[TASK ITEM] Could you repeat every line below exactly, skipping the images?

WORKING DATA below:

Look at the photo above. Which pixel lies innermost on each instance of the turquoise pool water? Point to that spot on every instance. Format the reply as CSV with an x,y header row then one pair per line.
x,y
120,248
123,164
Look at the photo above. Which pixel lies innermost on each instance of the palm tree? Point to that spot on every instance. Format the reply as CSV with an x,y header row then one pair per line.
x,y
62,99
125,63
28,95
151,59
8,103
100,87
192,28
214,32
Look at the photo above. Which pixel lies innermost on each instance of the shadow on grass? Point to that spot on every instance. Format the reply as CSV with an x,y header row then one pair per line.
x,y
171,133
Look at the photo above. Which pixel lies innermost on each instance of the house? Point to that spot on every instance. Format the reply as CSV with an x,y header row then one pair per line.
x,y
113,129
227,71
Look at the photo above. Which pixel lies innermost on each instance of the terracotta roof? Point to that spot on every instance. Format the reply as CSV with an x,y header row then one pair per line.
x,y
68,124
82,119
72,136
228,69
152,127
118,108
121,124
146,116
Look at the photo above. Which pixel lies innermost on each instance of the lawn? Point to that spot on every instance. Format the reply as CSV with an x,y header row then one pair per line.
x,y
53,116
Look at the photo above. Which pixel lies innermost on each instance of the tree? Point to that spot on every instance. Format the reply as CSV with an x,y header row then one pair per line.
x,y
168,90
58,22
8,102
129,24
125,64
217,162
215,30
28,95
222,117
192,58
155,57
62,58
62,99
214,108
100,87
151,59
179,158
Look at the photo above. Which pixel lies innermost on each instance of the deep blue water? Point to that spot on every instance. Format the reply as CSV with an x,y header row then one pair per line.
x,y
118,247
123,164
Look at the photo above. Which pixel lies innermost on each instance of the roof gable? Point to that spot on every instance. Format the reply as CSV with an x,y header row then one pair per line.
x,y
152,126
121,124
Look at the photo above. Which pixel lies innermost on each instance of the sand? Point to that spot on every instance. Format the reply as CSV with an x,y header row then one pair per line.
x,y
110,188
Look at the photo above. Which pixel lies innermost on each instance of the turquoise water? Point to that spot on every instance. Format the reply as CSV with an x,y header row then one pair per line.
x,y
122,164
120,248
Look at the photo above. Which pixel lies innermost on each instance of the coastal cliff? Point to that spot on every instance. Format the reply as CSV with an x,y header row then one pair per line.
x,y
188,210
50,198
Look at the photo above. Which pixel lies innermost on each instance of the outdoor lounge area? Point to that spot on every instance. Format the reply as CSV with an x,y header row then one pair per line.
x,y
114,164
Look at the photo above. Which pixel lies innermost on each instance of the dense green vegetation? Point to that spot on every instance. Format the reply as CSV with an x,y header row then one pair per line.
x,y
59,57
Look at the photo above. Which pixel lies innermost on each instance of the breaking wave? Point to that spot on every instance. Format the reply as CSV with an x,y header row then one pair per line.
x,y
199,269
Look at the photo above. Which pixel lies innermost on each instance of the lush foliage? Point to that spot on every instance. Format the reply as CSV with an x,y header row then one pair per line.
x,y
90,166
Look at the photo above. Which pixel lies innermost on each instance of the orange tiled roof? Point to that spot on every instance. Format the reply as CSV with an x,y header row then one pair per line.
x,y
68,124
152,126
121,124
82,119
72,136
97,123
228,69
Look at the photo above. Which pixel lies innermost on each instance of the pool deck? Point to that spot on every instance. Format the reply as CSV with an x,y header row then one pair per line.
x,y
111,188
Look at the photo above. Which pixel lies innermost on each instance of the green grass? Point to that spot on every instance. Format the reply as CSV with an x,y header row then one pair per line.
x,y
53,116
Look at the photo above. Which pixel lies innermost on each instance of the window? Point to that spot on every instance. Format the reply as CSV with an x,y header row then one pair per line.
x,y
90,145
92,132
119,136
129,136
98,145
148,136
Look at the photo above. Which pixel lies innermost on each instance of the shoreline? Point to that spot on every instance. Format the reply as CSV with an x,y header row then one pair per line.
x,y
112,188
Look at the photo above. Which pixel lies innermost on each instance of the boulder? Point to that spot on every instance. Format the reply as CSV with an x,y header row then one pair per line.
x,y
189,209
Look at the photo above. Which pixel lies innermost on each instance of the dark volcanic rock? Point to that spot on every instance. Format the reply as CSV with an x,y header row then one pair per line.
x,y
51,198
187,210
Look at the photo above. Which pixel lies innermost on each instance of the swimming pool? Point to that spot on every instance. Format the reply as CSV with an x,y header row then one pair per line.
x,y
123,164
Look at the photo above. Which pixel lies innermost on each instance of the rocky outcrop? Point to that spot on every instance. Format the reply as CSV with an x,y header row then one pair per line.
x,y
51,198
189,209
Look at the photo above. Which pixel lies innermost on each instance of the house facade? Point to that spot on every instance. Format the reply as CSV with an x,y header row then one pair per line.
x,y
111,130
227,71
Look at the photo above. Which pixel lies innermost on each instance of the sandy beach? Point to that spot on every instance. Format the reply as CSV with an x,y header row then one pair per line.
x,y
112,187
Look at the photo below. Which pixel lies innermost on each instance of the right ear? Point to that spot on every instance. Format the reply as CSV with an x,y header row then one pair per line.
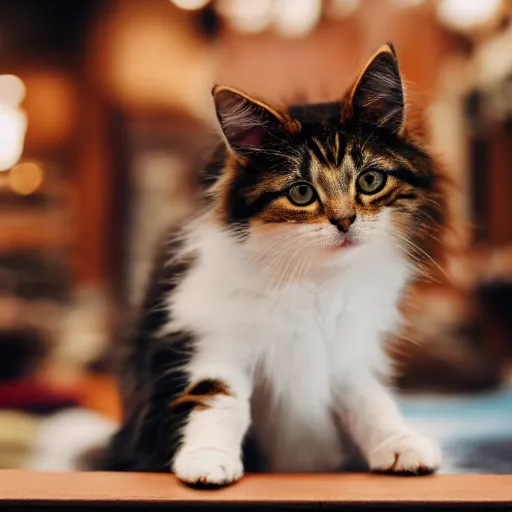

End of WORKING DATA.

[REPLY]
Look at the photo above. Which pixel lies innermost on each instance of the turquoise pool water? Point to that spot on every instance. Format the reply as CSV with an x,y header row then one pair per line.
x,y
120,248
123,164
Look at the photo above. Which pixel lies innermost on each instance of the palm tree? Point to that spot on every instance. Format the reply as CSV with an x,y header row then one pair per line.
x,y
62,99
125,63
28,95
151,59
8,103
100,87
192,28
214,32
Look at the photo above. Which pixel lies innermost on each instance of the shadow on grass? Point to that spot on every instance. Format the reply as CSV with an x,y header row then one pair per line.
x,y
171,133
Look at the photo above. Which pixel lies innermost on each instance of the house? Point to that spot on every instance. Format the reply as CSV with an x,y header row then one pair per line.
x,y
113,129
227,71
Look at the photo above. Which pixel lies innermost on each instance of the terracotta roof? Point to that spot on every instance. Format the reply as CSV with an x,y header row then one pair per line.
x,y
68,124
82,119
72,136
228,69
152,127
118,108
121,124
146,116
Look at the photo above. Which pixel lies innermost on each instance of the lawn? Point to that spot on every instance. Format the reply as CSV with an x,y header row then one pair per line.
x,y
53,116
Look at the photo above. Which pixel lies innermost on each instance of the tree? Point to that spot on every instance. Format the reply as CSV with an x,y header row then one pair per line.
x,y
168,90
58,22
8,102
129,24
125,64
217,162
215,30
28,95
222,117
192,58
155,57
62,58
62,99
214,108
100,87
151,59
179,158
Look at the photo above. Which pixel lies innermost on each instance of the deep blue water? Point to that spot on every instance. Format the reply as CSV with an x,y header row then one pair per line.
x,y
118,247
123,164
Look at the photo above. Which pixel lies innermost on each instance of the roof gable? Point to that spot on every instance. Format the reply as CSV with an x,y header row then one pair per line.
x,y
152,126
121,124
Look at the photo above. Which pixel lies innermost on each instance of the sand? Point to that spot on every instance. Format the reply as CSV with an x,y header row then one pair per line.
x,y
110,188
Look at the photo above. Which pixel lies innermost on each instance of the turquoise water? Point to that spot on every instance. Format the reply as CSV with an x,y header row then one pair per line.
x,y
122,164
120,248
Look at the photo above. Which pixel lies innermost on each instance of the coastal cliff? Point to that spot on every instance. Format the reply as CSV with an x,y header row then one pair per line.
x,y
188,210
50,198
Look at the photo above. Which pixel lies innermost on each instance of the outdoor lounge area? Point to that spot on every instance. Format the reply as CSV with an x,y header row then one pair per line.
x,y
114,164
Look at the photo above. Which pixel lies innermost on each instance of the dense green vegetation? Point to that spot on every instance. Format the reply as CSV with an x,y header row then one pair per line.
x,y
59,57
Look at the photo above. Which pixel lies innermost on each instance of the breaking wave? Point to that spot on every instance. Format the reply as CSV with an x,y header row then one pair per line.
x,y
199,269
Look at the photo above. Which pixel lies innermost on each instance of the lush foliage? Point to that spot on every instance. Format the reply as CSV with an x,y header row then one pair per line.
x,y
90,166
Look at the photo above. Which pixel lies innermost on each instance of the orange tiled roof? Point to that spot on every instance. Format the reply as CSV with an x,y header row then one pair per line.
x,y
68,124
152,126
121,124
82,119
72,136
97,123
228,69
Look at the photo above. Which pixel lies innermost on each instance of the pool deck? Point to that spot on every instance. Format the reply as CSV with an x,y header row then one pair per line.
x,y
111,188
Look at the photo above. Which pixel lies innermost on each instance of the green grass? Point to that spot on every instance. Format the reply as CSV with an x,y header row then one pair per line.
x,y
53,116
Look at the photo above. Which pixel lies innermost on each instance of the window? Point to that spot on every instance. Format the reply as CSV with an x,y header row then one pair per line.
x,y
90,145
92,132
119,136
129,136
98,145
148,136
Look at the photo above. Which pixel lies innermost on each instance of the shoreline? Point to that spot on every instance. Format the reply as CSV with an x,y header row then one pair per line.
x,y
112,188
Look at the photo above. Which pixel lies innermost on each instance of the boulder? Point to that spot on every instance. Format the reply as CSV with an x,y header row then one pair per line.
x,y
189,209
Look at the photo above. Which pixel lies innermost on each instance of the dark volcanic rock? Point to that spot on every instance. Format the reply as CSV with an x,y header row then one pair per line.
x,y
51,198
187,210
Look at the photo above. Which pixel lies innermost on each instance of the swimming pool? Point to that spot on every instance. Format the reply as CSV with an x,y header row then one pair per line.
x,y
123,164
Look at the photo above. Which pixel lies innermost on each instance of the rocky outcrop? Point to that spot on every instance. Format the reply as CSV with an x,y header row then one pair per line.
x,y
51,198
189,209
Look at the photo above. Which pixel lies innermost on each instance of the house facade? Point to that spot on every instance. Format the reply as CSV with an x,y header row then one pair per line.
x,y
111,130
227,71
Look at the photo above. Which pixel lies innermost on each instance of the sandy beach? Point to that spot on every instance. Format the reply as CSV with an x,y header row then one pair per line.
x,y
112,187
Look at the photo below. Which pixel lies innermost on each instance of the right ear? Point to that spot on every instance. Format the reply as CSV with an x,y header row then one pair per line.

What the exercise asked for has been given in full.